=== Problem details ===
Summarize the text on estimating commercial building costs in two sentences.

=== Text segment ===
----
Making your next commercial building project successful starts with anticipating and estimating costs. In the currently volatile real estate and construction markets, the difference between an accurate estimation and one that fails to incorporate all potential variables is enormous. To bring a project in on time and under budget, you need a realistic projection down to the square foot so that you can allocate resources accordingly. The most common unit of measure used to estimate costs for commercial buildings is cost per square foot.
Generally, the two most important variables to estimating the commercial cost per square foot are size and quality. Size meaning total square footage and quality pertaining to the grade of materials being used. Location is a third factor, with coastal areas in the US tending to have much higher construction costs compared to midwestern and southern regions. This is because the value of the land, labor and infrastructure is in higher demand. Still, the profit margin on any project starts with an accurate cost and materials accounting.
The following is intended to be a general set of guidelines, including factors to consider when formulating a general cost per square foot analysis. To accurately and affordably estimate your next non-residential construction project, contact Chianelli Estimating.
Types of Building Class
Veterans of the construction business who are familiar with building class will know that while they are more of an art than a science, the building class system is an effective shorthand. It can help builders anticipate costs per square foot for non-residential property and understand what factors contribute to them. Although no formal classification standard is enforced by government or private agencies, these are conventionally accepted.
Class A buildings represent the highest-standard structures in the US market. A Class A commercial structure receives this designation due to its architecture, amenities, materials and location. These structures also tend to occupy prime locations.
For those constructing a Class A building, expect to install up-to-date HVAC systems, use sustainable building materials and have amenities like parking garages that make them great places to live and work.
----
=== Dataset extract ===
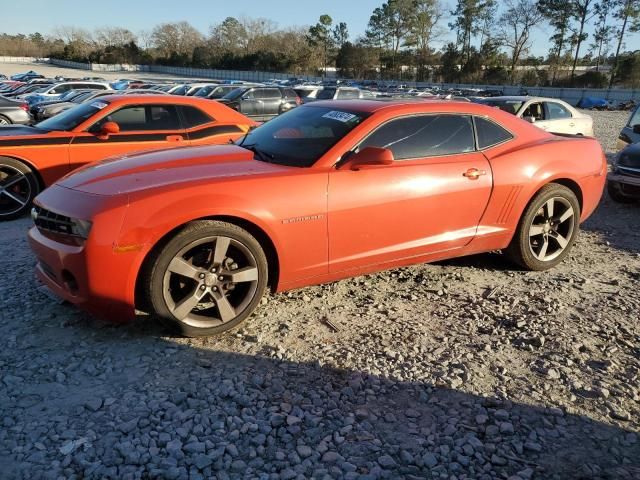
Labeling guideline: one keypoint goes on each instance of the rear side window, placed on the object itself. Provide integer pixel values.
(194, 116)
(424, 136)
(490, 133)
(143, 117)
(347, 94)
(326, 94)
(557, 111)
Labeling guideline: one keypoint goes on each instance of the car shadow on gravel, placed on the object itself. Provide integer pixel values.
(136, 406)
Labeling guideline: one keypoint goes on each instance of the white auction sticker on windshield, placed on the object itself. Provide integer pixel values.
(340, 116)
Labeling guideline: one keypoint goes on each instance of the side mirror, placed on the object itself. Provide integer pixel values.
(368, 157)
(109, 128)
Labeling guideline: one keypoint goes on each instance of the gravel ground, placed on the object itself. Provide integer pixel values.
(456, 370)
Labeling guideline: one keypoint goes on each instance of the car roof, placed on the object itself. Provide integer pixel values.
(151, 98)
(524, 98)
(413, 103)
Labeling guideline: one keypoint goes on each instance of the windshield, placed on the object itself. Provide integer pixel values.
(73, 117)
(509, 106)
(235, 94)
(301, 136)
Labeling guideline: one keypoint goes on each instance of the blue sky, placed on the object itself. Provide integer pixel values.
(44, 15)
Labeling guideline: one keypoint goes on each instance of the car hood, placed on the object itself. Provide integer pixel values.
(20, 131)
(157, 169)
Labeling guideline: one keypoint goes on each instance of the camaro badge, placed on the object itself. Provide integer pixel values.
(307, 218)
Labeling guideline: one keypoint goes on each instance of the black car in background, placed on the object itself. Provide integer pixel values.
(623, 182)
(261, 103)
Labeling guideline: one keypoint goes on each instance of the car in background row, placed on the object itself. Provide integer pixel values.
(623, 182)
(261, 103)
(107, 126)
(24, 77)
(631, 132)
(12, 111)
(42, 111)
(333, 93)
(55, 90)
(550, 114)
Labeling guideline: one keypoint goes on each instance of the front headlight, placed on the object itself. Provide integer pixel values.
(81, 228)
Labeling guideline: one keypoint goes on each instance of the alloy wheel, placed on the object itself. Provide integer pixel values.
(210, 281)
(552, 228)
(15, 190)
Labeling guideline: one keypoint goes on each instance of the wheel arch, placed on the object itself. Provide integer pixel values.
(273, 259)
(35, 171)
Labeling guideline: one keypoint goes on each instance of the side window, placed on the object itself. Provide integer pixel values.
(534, 110)
(143, 117)
(60, 89)
(424, 136)
(268, 93)
(194, 116)
(635, 118)
(347, 94)
(490, 133)
(326, 94)
(557, 111)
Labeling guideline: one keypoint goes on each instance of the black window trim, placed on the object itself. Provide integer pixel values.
(459, 114)
(489, 119)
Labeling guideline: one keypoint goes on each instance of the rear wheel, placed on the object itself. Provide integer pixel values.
(18, 187)
(547, 229)
(207, 279)
(617, 195)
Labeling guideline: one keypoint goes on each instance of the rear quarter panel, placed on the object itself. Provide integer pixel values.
(520, 172)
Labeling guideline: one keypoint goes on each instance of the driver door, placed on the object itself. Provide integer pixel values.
(426, 201)
(142, 127)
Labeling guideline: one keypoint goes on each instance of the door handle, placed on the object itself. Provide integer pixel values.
(474, 173)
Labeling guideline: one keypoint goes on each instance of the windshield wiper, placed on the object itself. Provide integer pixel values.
(262, 156)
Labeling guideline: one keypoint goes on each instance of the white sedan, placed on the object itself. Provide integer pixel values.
(550, 114)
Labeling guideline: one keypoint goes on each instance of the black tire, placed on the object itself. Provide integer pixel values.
(167, 292)
(16, 198)
(617, 195)
(527, 248)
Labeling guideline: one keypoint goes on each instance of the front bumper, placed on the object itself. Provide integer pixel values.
(92, 275)
(628, 185)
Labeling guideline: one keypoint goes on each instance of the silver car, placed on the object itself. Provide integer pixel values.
(631, 132)
(12, 111)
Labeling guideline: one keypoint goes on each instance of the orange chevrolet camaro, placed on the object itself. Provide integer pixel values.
(32, 158)
(327, 191)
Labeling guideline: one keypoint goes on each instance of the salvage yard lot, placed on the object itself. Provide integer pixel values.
(467, 367)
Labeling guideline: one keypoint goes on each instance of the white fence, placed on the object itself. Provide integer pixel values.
(23, 60)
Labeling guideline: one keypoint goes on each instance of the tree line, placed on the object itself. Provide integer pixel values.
(492, 43)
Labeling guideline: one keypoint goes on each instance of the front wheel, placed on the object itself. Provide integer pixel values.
(207, 279)
(18, 187)
(547, 230)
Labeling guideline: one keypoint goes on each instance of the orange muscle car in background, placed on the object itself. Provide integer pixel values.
(32, 158)
(326, 191)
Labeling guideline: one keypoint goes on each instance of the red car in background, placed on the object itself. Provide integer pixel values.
(326, 191)
(32, 158)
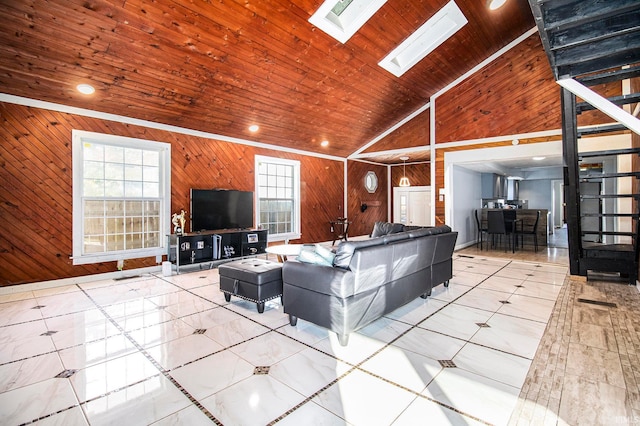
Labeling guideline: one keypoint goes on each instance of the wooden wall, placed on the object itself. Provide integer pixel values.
(362, 222)
(36, 192)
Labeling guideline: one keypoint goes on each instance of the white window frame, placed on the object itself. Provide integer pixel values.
(79, 137)
(296, 233)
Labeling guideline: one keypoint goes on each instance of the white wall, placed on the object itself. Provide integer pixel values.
(538, 193)
(467, 189)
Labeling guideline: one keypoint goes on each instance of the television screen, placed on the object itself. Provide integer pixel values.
(213, 209)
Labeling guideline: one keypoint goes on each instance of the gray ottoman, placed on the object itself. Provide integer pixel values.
(256, 280)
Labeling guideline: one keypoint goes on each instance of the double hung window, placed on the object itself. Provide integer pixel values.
(278, 194)
(121, 197)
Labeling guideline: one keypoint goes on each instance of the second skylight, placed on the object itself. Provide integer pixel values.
(441, 26)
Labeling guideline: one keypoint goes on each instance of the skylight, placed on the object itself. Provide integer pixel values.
(445, 23)
(342, 18)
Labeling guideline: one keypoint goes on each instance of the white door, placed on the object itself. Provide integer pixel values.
(412, 205)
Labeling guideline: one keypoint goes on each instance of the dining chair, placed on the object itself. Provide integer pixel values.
(533, 232)
(481, 230)
(496, 226)
(510, 217)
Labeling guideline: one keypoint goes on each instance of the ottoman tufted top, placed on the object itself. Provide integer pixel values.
(256, 271)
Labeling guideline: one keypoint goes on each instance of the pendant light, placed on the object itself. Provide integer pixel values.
(404, 181)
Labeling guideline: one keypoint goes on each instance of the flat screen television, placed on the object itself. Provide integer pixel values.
(213, 209)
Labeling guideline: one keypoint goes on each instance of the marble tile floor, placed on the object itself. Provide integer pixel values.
(492, 348)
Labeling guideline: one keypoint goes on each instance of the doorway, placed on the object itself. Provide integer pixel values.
(412, 205)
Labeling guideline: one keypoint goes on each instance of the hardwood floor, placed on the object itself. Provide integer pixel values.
(555, 252)
(586, 368)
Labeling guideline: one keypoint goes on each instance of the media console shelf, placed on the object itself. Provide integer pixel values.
(210, 246)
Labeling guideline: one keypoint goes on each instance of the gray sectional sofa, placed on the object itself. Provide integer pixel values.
(368, 279)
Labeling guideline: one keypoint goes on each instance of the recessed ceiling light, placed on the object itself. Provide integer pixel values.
(342, 18)
(495, 4)
(445, 23)
(85, 89)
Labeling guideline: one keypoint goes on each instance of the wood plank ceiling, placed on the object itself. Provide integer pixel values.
(220, 66)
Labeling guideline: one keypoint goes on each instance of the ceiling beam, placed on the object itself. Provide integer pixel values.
(601, 103)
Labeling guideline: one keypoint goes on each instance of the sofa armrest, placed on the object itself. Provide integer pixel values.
(319, 278)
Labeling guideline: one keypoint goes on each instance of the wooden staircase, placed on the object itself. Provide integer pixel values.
(588, 43)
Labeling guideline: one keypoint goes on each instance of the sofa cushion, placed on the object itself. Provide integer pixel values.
(346, 249)
(392, 238)
(316, 254)
(385, 228)
(433, 230)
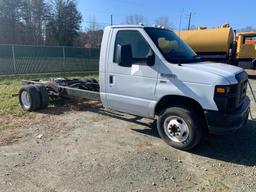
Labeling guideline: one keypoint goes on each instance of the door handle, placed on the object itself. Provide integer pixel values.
(168, 76)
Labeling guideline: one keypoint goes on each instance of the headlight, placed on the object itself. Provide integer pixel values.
(225, 97)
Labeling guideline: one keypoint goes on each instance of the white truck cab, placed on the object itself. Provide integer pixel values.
(151, 72)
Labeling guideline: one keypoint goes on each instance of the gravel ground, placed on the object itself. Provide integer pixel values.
(84, 148)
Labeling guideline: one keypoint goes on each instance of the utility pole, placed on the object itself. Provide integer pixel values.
(111, 20)
(189, 20)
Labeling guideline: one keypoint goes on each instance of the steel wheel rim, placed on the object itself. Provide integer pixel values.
(176, 129)
(25, 99)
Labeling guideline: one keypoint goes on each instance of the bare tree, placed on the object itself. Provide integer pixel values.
(134, 19)
(64, 23)
(164, 21)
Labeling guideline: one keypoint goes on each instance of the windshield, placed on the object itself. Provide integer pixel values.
(171, 46)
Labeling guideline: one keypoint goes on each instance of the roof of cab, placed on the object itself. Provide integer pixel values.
(127, 26)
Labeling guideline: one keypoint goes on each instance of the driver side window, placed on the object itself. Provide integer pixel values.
(140, 47)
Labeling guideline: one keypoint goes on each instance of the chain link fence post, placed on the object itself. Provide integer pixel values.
(64, 59)
(14, 60)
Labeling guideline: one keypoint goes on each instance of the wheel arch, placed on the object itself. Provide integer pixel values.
(178, 100)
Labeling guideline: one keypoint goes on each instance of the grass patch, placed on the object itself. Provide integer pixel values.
(10, 85)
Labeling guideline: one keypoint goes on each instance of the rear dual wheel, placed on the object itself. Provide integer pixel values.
(33, 97)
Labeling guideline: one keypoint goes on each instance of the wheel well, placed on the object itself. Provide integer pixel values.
(173, 100)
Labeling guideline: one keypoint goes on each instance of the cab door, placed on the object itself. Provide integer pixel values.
(131, 89)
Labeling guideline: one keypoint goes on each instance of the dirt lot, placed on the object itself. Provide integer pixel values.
(84, 148)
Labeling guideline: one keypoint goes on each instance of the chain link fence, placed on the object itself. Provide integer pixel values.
(21, 59)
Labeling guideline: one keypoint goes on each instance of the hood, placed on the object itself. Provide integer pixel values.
(221, 69)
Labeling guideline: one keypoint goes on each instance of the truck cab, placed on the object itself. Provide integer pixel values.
(150, 72)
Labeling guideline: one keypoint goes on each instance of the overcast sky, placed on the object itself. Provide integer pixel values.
(205, 12)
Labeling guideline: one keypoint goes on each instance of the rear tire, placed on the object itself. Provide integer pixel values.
(179, 127)
(44, 97)
(29, 98)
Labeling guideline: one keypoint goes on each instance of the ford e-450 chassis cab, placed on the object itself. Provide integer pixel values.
(150, 72)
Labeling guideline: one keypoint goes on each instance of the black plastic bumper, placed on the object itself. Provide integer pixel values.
(220, 122)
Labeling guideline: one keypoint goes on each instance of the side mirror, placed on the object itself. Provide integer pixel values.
(151, 58)
(124, 55)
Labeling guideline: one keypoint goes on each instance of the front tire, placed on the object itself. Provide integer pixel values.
(180, 128)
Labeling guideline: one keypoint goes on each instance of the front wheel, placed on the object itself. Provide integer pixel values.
(179, 127)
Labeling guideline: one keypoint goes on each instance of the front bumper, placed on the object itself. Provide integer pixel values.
(224, 122)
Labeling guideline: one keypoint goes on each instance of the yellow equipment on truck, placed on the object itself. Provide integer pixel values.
(222, 44)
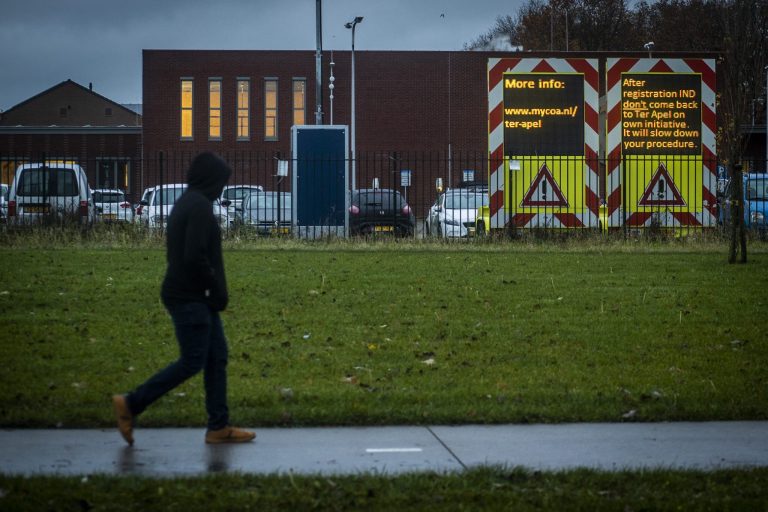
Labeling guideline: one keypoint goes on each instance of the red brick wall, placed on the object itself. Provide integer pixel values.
(403, 100)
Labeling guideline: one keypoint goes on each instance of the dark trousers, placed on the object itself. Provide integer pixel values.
(202, 346)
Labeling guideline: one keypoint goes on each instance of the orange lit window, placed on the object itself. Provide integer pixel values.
(270, 109)
(186, 109)
(214, 109)
(299, 101)
(243, 105)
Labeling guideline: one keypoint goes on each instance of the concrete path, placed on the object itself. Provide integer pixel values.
(389, 450)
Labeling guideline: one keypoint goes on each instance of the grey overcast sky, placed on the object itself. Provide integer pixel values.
(44, 42)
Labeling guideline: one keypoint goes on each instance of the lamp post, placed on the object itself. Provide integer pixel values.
(649, 46)
(331, 85)
(353, 156)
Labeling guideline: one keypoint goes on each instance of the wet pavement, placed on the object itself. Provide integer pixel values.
(389, 450)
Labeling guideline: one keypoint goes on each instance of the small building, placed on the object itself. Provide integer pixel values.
(70, 122)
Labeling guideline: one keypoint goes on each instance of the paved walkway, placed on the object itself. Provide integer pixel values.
(389, 450)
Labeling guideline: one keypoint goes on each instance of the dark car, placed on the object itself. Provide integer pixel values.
(380, 211)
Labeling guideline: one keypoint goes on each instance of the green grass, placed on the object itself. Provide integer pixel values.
(414, 333)
(479, 489)
(371, 333)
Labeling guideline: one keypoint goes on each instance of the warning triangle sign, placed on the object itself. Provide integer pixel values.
(544, 190)
(661, 191)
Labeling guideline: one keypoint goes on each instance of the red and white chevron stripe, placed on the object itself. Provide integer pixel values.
(699, 215)
(496, 69)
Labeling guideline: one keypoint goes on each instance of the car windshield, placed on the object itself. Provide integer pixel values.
(108, 197)
(168, 195)
(465, 201)
(378, 198)
(46, 181)
(268, 201)
(757, 190)
(237, 194)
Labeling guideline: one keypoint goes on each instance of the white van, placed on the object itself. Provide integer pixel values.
(50, 192)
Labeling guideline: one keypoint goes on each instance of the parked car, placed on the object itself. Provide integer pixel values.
(755, 199)
(454, 212)
(380, 211)
(4, 189)
(236, 193)
(157, 202)
(233, 195)
(111, 205)
(50, 192)
(260, 211)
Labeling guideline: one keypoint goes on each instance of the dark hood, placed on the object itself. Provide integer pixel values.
(208, 173)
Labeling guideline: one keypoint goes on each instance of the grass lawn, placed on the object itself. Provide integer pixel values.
(481, 489)
(413, 334)
(340, 334)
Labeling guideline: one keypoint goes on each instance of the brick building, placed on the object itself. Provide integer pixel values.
(414, 109)
(73, 123)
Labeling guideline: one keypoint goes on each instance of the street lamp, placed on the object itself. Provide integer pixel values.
(331, 85)
(649, 46)
(352, 24)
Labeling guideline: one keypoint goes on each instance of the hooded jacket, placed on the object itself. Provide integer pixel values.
(195, 270)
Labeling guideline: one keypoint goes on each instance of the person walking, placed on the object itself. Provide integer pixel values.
(194, 291)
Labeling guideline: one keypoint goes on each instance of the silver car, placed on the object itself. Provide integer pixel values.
(267, 212)
(111, 205)
(52, 191)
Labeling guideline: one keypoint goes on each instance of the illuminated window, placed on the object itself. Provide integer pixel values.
(214, 109)
(270, 109)
(186, 109)
(299, 101)
(243, 104)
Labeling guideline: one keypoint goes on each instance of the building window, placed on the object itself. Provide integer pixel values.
(299, 101)
(243, 106)
(214, 109)
(270, 109)
(113, 173)
(186, 109)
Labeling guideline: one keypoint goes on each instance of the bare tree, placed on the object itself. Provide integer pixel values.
(744, 28)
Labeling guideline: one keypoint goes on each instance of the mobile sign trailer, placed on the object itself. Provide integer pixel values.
(543, 135)
(544, 144)
(661, 150)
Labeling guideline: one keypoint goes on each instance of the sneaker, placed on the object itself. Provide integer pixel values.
(228, 435)
(124, 418)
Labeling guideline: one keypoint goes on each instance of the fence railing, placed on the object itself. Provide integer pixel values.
(412, 194)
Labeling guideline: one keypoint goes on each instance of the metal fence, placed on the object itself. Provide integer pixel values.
(412, 194)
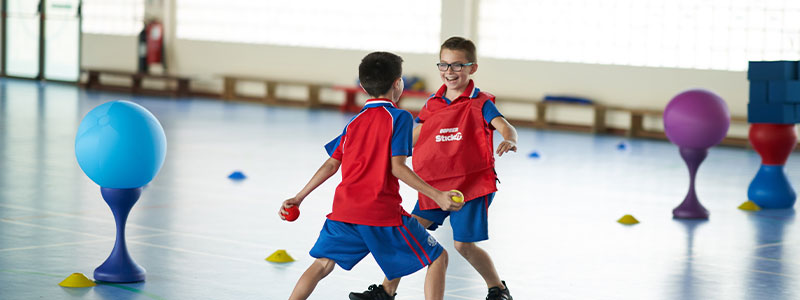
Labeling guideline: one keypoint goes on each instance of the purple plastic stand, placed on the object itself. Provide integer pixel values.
(691, 208)
(119, 266)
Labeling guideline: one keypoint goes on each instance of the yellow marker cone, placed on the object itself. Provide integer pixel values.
(77, 280)
(280, 256)
(749, 205)
(628, 220)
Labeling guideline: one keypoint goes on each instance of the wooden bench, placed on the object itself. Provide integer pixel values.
(271, 85)
(598, 110)
(181, 83)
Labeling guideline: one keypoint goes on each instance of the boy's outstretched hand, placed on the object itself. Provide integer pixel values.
(445, 201)
(287, 204)
(506, 146)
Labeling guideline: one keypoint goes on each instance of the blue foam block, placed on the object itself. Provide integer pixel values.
(772, 70)
(783, 91)
(773, 113)
(759, 91)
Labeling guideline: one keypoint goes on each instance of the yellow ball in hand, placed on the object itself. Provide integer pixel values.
(459, 198)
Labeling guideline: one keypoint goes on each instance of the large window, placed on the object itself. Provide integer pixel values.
(117, 17)
(710, 34)
(409, 26)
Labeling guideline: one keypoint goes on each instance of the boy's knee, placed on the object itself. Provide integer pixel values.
(326, 264)
(464, 248)
(442, 259)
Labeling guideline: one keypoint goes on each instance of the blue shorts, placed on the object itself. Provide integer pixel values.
(470, 223)
(399, 250)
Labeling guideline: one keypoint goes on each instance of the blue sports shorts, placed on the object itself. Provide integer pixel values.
(470, 223)
(398, 250)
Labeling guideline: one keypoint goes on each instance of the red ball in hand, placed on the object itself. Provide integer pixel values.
(292, 213)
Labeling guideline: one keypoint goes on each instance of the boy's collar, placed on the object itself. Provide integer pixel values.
(469, 92)
(380, 101)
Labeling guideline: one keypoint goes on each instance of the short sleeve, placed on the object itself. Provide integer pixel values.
(490, 111)
(333, 148)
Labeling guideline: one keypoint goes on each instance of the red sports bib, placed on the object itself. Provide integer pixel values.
(454, 149)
----
=== Answer to the exercise ===
Commercial building costs are most commonly estimated by cost per square foot, and a realistic projection lets builders allocate resources to finish on time and under budget. That cost depends mainly on size and material quality, with location as a third factor, and the informal building class system helps builders anticipate it; Class A buildings represent the highest-standard structures, based on their architecture, amenities, materials and location.